EXERCISE INSTRUCTIONS: How many lines in the entries below contain the string "pile", with case counting? Reply with the number only.

# # # # #

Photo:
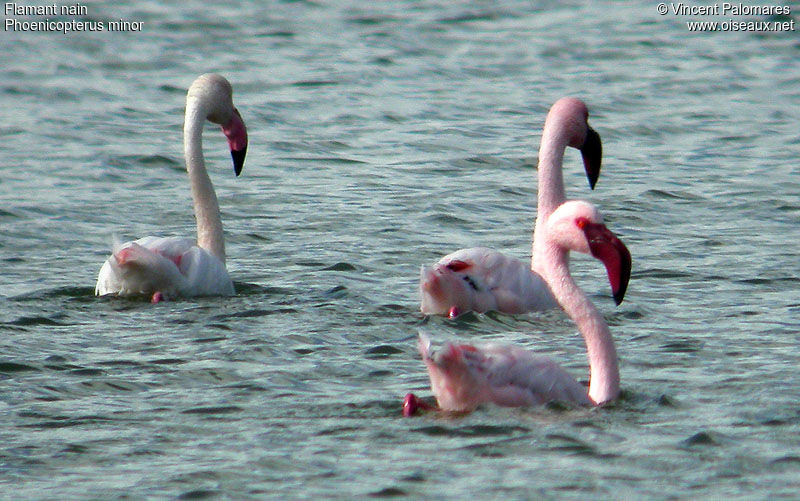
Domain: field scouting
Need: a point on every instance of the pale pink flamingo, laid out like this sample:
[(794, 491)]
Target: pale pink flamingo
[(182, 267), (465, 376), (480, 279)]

# # # # #

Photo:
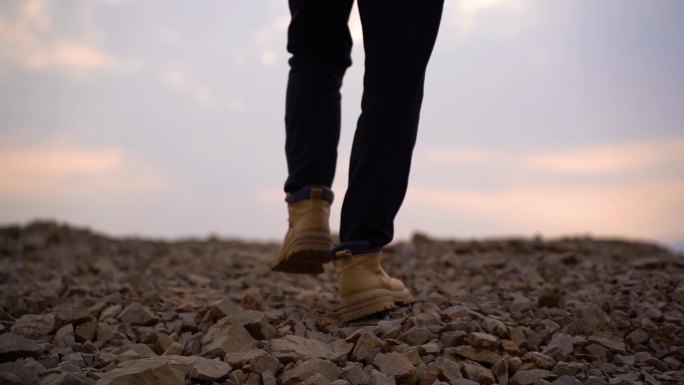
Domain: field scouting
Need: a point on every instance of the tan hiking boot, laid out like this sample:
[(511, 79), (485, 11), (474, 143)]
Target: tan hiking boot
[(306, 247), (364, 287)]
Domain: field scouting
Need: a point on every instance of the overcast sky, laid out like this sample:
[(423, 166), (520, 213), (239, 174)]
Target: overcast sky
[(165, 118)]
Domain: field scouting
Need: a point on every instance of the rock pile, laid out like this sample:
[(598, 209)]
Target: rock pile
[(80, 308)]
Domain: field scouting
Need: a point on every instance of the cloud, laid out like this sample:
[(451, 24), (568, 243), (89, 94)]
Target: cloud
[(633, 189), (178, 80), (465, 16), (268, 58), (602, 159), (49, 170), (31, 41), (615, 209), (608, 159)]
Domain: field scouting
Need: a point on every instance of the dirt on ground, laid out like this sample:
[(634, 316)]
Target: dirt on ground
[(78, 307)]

# # # # #

CORRECT OUTPUT: 2